(Stored data entries)
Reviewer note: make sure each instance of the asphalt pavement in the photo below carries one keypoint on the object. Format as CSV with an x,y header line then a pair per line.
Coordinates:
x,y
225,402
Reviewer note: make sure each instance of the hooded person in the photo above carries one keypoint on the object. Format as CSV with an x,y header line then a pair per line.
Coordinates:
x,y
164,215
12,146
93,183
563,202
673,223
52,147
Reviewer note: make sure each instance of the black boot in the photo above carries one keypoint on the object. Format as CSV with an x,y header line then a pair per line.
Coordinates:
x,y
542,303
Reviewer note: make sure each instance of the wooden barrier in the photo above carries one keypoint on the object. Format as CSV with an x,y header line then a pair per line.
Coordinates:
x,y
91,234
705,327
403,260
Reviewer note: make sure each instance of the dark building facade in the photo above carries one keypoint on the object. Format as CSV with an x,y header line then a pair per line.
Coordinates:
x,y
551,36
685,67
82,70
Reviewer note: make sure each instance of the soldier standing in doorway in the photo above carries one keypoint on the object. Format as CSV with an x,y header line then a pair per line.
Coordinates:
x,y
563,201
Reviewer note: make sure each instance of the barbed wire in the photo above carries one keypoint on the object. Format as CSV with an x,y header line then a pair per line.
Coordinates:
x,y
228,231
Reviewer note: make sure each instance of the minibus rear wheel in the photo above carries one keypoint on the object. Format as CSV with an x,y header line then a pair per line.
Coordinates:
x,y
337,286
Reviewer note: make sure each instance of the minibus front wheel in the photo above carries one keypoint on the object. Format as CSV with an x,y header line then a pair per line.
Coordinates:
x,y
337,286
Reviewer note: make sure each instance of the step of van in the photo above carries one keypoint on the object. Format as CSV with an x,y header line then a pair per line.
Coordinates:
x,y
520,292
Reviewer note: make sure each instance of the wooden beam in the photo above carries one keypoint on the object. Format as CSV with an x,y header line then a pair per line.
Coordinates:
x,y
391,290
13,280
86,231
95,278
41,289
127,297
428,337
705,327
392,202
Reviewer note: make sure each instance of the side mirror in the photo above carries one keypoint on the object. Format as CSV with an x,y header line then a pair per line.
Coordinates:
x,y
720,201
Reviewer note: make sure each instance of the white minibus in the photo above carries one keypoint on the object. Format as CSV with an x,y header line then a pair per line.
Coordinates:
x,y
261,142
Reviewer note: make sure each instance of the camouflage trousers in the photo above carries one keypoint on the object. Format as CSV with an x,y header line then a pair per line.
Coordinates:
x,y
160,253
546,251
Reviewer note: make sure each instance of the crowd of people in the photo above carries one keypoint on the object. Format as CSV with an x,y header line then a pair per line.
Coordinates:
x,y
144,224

- WHAT YOU SHOULD DO
Transcribe the records exactly as given.

- ANSWER SPACE
Reviewer note: make sure each instance of the asphalt pavement in the photo below carries one keypoint on the object. Format as CSV with an x,y header line then a pair per line.
Coordinates:
x,y
225,402
Reviewer note: make sure each instance of the hooded person in the photo above carries one keypoint on the object. Format as CSV with an x,y header line then a pair per line.
Coordinates:
x,y
164,215
12,146
93,183
563,202
673,223
52,147
Reviewer note: make sure each instance of the black boot in the photo above carries one keypoint on the object. Format as CSV with an x,y header line then a pair per line.
Coordinates:
x,y
542,303
Reviewer note: make sure each instance of the wooden barrier in the photo above carries one keypoint on the object. Format as CSV with an x,y header line then a pair per line.
Coordinates:
x,y
91,234
705,327
403,260
Reviewer note: make sure each instance of the dark building facade in the photo above carries one keypoint on the object. Format as CSV with an x,y header line then a pair per line.
Coordinates:
x,y
551,36
685,67
82,70
Reviewer note: make sure each instance of the soldier standing in doorway in the photo above carries one keypoint on the object. Format as CSV with an x,y header line then a pair per line.
Coordinates:
x,y
563,201
Reviewer note: make sure each instance of the barbed wire in the photo above carries one keypoint on the object. Format as CSV with an x,y header line then a pair per line.
Coordinates:
x,y
228,231
Reviewer note: make sure each instance of the minibus rear wheel in the photo above carries one keypoint on the object. Format as CSV with an x,y header line then a pair per line.
Coordinates:
x,y
337,286
Reviewer note: make sure each instance of the minibus front wheel in the photo above carries one keypoint on the object. Format as CSV with an x,y header line then a pair per line.
Coordinates:
x,y
337,286
Reviewer note: make sure each instance of the step of van in the photo above carries one keypoint on the object. Format as CSV with an x,y header line then a pair per line.
Coordinates:
x,y
520,292
Reviewer note: make sure each instance of the wooden beam in the photo above carries one keypoint on the object. Format as CSV with an x,y header line then a pair per line.
Coordinates:
x,y
391,290
13,280
86,231
95,278
41,289
127,297
428,337
705,327
392,202
Reviewer note: make sure each instance of the side mirror in the photo above carries one keypoint on the object. Format as CSV with an x,y header line then a pair per line.
Coordinates:
x,y
720,201
Reviewer note: make sure each instance of the white minibus in the photo above carries one keypoint on the object. Format as CSV with an x,y header line then a pair per line.
Coordinates:
x,y
261,142
Reviewer note: make sure each instance of the camouflage trousers in the photo above carries one keypoint on the object. Format as CSV with an x,y header line then a pair per line.
Coordinates:
x,y
160,253
546,251
Reviewer note: make sure each instance of the crowd of people in the photo above carries one keypoint on the object. Format as CSV with an x,y header line then a pair per line.
Coordinates:
x,y
144,224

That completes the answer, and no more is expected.